## SOURCE
Indeed, since he chanced on online publishing, Daniel Elombah
has kept the profile of a bull in a china shop. Having absolutely no training
in journalism, everything is grist to his horrific rumour mill known as Elombah.com.
He has evidently no understanding of the imperatives of “balancing a story” or
giving the other party a “fair hearing.” Writing under assorted pen-names,
Daniel Elombah has turned himself to judge and jury over the victims of his
hideous quackery. He has no patience to crosscheck and validate his stories; he
has no understanding of the difference between facts and conjectures or simple
gut-feeling. He may never have heard the journalistic maxim that “facts are
sacred and comments are free.” He is a journalistic equivalent of the failed
poet in Odia Ofeimun’s classic poem; The Poet Lied, whom the bard described as
“the quack of vision,” who moves around the society like a lose canon, taking foggy
snapshots of his own dementia. His impulses are driven by his bitterness with
his own personal failure and his determination to get rich or die trying. In
his psychological state, Elombah is obdurate to all dictates of decency and
fine breeding.

## EXERCISE INSTRUCTIONS
1. Translate this sentence from the piece on Daniel Elombah into Spanish: "He may never have heard the journalistic maxim that “facts are sacred and comments are free.”"
2. Condense the paragraph of the piece on Daniel Elombah that begins "Indeed, since he chanced on online publishing" into a shorter version that keeps its main points.
3. Return the passage of the piece on Daniel Elombah from "Indeed, since he" to "known as Elombah.com.", copied word for word.

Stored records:
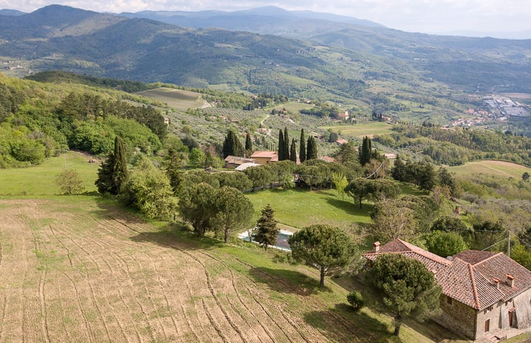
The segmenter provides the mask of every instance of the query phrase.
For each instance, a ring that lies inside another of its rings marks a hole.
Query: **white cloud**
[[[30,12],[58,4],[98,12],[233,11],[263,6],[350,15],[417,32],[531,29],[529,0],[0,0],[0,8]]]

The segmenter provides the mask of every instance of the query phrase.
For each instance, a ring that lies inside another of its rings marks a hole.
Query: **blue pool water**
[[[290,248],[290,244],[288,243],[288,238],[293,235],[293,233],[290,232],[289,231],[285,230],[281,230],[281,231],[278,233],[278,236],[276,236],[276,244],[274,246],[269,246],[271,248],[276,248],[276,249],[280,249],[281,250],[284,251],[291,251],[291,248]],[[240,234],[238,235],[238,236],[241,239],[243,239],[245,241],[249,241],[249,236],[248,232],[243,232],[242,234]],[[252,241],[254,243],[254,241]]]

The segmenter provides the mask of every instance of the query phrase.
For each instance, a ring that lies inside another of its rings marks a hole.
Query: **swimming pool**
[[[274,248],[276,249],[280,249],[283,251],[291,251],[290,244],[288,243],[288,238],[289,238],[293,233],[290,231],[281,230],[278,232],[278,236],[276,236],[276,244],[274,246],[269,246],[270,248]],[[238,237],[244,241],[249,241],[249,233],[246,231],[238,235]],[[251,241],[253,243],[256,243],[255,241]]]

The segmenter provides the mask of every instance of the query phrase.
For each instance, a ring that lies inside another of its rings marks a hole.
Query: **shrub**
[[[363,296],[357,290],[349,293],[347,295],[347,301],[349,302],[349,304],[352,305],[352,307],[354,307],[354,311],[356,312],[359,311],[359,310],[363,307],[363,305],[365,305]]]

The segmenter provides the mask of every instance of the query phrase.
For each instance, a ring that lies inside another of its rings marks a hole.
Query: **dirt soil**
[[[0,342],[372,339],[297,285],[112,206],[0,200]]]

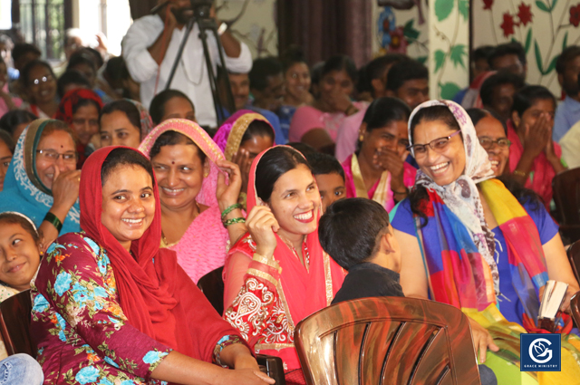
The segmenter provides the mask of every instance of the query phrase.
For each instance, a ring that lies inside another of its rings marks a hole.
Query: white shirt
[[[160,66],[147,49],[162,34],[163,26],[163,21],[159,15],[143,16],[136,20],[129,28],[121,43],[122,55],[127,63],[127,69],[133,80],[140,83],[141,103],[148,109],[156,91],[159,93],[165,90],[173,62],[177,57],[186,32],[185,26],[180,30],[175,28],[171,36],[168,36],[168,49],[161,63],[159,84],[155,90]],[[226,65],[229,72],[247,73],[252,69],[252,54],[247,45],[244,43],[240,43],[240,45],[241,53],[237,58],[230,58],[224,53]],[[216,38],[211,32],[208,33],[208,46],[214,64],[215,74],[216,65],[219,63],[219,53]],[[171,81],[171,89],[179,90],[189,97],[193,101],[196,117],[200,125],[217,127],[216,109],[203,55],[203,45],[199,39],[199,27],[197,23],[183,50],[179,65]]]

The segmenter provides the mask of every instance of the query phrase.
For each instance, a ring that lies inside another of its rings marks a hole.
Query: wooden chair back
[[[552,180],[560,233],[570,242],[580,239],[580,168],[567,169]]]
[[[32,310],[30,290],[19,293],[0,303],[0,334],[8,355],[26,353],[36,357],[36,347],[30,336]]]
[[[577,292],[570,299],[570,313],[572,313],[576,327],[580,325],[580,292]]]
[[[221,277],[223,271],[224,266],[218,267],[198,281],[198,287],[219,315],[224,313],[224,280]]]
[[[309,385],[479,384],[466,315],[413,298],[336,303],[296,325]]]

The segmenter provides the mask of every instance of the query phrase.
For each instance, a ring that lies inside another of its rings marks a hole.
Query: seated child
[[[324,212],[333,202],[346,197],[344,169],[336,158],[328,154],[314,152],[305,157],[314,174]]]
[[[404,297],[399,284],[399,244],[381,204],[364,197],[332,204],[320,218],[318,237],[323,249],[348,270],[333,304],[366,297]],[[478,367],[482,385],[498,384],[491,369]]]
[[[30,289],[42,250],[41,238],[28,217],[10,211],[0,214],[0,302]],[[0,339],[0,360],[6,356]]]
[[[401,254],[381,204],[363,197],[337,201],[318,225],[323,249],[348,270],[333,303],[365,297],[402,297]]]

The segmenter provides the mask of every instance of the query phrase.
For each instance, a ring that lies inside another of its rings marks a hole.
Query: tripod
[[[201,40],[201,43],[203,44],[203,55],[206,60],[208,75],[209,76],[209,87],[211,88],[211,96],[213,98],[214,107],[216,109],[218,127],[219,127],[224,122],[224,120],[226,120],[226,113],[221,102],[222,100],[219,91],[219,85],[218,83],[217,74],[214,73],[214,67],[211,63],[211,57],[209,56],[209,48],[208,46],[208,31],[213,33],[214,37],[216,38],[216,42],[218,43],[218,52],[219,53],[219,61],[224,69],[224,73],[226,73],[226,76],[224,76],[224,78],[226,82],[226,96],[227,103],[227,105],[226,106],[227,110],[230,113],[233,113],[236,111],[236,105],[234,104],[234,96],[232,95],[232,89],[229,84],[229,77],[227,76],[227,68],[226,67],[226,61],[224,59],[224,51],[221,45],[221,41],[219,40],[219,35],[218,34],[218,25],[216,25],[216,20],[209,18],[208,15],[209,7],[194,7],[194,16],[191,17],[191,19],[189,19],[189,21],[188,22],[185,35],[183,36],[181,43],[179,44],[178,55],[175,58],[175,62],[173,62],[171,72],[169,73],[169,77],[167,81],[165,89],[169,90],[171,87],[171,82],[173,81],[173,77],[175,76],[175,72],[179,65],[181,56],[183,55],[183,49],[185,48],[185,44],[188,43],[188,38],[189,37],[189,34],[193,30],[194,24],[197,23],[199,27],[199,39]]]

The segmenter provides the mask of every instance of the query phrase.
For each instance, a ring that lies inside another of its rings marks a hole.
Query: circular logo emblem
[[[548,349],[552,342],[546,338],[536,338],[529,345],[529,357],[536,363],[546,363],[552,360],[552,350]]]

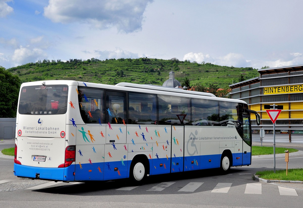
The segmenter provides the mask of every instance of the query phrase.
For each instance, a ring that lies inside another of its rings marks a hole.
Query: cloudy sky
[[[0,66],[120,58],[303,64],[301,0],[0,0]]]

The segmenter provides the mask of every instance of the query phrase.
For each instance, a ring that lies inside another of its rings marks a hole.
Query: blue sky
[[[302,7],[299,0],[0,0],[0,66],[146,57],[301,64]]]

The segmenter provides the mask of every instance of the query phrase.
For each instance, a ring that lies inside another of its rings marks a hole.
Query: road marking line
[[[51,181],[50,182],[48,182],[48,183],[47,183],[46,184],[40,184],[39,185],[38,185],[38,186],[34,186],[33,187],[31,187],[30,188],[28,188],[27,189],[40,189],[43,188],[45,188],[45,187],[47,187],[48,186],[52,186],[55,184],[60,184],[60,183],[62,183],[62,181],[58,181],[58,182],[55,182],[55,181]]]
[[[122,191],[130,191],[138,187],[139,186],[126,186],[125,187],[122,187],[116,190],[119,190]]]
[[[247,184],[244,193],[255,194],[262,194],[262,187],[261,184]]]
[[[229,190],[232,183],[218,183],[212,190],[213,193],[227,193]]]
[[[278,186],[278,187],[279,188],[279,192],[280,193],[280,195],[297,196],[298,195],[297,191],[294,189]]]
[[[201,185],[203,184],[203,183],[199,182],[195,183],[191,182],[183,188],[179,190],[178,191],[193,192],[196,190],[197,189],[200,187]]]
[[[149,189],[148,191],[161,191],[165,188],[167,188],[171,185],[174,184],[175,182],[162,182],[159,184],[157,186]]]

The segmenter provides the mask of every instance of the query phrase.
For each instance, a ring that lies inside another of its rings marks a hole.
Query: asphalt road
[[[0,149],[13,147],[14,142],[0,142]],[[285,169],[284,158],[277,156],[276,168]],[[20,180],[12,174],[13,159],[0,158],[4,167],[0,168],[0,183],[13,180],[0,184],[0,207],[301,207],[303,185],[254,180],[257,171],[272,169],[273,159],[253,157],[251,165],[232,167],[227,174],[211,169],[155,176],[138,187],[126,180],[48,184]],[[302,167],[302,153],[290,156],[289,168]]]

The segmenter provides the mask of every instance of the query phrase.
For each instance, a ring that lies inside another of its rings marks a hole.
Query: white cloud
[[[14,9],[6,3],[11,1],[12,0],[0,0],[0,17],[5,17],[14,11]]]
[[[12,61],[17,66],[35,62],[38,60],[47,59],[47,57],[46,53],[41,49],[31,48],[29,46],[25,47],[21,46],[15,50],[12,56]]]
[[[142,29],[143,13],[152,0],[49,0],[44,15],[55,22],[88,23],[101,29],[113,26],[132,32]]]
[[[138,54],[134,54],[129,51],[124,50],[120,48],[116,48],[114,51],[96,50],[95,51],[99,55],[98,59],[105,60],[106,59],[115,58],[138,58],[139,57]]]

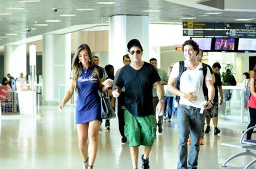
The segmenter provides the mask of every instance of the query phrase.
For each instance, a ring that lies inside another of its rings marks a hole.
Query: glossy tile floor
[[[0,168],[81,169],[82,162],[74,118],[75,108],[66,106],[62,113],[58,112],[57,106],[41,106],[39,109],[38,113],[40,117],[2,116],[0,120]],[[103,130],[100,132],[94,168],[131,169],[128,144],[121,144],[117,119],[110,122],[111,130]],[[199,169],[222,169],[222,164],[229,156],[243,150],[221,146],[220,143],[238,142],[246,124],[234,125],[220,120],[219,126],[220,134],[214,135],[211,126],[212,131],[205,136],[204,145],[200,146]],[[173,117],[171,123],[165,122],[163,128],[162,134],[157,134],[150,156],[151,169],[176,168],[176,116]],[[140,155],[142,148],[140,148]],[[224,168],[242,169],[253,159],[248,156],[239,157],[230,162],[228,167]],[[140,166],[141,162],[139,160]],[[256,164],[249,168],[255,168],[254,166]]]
* * *
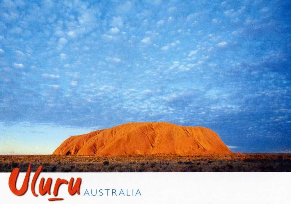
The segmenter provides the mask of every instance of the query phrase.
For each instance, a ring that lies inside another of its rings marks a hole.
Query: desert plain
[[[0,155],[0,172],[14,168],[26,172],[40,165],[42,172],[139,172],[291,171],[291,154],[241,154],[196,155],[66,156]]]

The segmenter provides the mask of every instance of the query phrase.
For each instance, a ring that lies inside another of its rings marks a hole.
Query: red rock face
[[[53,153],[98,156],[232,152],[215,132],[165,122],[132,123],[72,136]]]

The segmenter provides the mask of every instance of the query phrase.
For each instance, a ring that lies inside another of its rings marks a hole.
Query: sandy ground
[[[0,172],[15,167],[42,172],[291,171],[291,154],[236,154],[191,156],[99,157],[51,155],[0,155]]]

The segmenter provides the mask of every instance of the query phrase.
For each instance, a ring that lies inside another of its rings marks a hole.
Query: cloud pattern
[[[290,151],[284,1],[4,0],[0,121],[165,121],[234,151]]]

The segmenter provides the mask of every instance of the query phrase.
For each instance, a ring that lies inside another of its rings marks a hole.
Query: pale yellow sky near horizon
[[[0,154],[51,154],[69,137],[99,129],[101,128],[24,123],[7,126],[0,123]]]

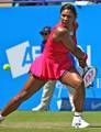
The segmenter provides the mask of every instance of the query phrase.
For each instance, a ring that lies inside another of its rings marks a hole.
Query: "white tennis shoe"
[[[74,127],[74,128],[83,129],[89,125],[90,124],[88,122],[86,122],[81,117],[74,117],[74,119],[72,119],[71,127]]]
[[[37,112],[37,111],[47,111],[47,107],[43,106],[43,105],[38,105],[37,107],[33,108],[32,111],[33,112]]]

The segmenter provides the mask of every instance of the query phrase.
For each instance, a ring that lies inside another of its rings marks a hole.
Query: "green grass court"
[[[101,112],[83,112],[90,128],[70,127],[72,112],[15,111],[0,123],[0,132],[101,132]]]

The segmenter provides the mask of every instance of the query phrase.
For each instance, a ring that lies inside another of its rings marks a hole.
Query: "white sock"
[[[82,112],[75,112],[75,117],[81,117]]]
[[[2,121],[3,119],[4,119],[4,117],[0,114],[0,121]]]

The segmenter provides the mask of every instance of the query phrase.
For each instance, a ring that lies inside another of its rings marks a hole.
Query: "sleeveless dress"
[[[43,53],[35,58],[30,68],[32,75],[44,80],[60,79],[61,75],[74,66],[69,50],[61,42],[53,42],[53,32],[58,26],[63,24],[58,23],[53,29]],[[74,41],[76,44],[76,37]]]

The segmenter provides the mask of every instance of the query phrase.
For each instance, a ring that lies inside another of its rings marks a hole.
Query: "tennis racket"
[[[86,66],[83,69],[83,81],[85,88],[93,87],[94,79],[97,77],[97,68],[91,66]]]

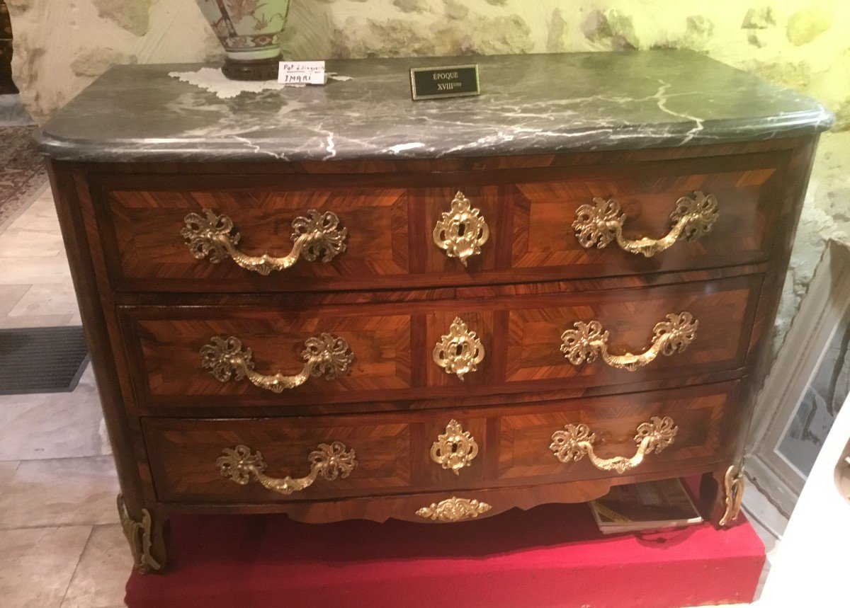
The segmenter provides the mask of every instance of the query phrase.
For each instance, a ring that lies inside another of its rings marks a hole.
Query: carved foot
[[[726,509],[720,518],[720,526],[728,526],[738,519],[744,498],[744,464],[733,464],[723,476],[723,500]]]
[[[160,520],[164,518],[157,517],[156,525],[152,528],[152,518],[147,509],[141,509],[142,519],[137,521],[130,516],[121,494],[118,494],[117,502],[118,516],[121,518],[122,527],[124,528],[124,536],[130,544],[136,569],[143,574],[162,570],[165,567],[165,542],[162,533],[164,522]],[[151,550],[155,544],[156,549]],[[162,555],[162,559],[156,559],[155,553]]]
---
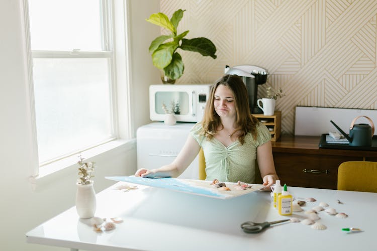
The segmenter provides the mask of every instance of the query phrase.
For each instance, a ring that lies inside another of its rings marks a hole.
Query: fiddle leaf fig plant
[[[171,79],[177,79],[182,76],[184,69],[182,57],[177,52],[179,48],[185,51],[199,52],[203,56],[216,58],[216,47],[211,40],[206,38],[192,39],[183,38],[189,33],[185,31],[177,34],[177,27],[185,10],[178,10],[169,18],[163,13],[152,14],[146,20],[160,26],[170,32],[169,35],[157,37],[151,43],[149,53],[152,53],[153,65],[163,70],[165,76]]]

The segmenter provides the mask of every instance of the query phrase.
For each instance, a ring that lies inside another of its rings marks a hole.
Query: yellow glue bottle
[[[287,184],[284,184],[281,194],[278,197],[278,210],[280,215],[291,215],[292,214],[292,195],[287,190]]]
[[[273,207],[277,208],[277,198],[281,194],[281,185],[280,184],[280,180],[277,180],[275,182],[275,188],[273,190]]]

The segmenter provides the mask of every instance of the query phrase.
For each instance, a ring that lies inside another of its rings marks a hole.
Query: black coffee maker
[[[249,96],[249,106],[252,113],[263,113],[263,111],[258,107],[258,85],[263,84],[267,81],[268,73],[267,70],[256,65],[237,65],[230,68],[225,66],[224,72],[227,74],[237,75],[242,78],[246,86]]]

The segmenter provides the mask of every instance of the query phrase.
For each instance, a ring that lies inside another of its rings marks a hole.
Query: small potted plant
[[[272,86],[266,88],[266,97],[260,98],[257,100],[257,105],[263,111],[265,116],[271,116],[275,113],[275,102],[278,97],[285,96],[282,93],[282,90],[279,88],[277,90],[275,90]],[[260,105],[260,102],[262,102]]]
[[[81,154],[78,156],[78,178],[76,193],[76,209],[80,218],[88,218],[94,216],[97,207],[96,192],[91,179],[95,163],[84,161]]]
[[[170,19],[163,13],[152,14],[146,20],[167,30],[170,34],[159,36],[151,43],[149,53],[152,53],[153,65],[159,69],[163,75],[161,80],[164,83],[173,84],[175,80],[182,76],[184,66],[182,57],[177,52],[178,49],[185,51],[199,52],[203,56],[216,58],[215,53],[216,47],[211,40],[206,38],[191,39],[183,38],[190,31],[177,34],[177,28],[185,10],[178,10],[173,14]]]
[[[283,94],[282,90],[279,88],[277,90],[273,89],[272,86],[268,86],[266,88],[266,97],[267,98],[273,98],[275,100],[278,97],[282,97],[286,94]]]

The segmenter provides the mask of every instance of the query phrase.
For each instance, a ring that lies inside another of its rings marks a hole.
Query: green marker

## ANSWERS BELOW
1. Puede que nunca haya oído la máxima periodística de que «los hechos son sagrados y los comentarios son libres».

2. Since taking up online publishing, Daniel Elombah has behaved like a bull in a china shop. With no journalism training, he runs Elombah.com as a rumor mill and ignores balance and fair hearing. Writing under several pen names, he sets himself up as judge and jury over his victims, never checks his stories, and cannot tell facts from conjecture or gut feeling. He resembles the "quack of vision" in Odia Ofeimun's poem The Poet Lied. Bitterness over his own failure and a drive to get rich or die trying push him on, and he is deaf to decency and good breeding.

3.
Indeed, since he chanced on online publishing, Daniel Elombah
has kept the profile of a bull in a china shop. Having absolutely no training
in journalism, everything is grist to his horrific rumour mill known as Elombah.com.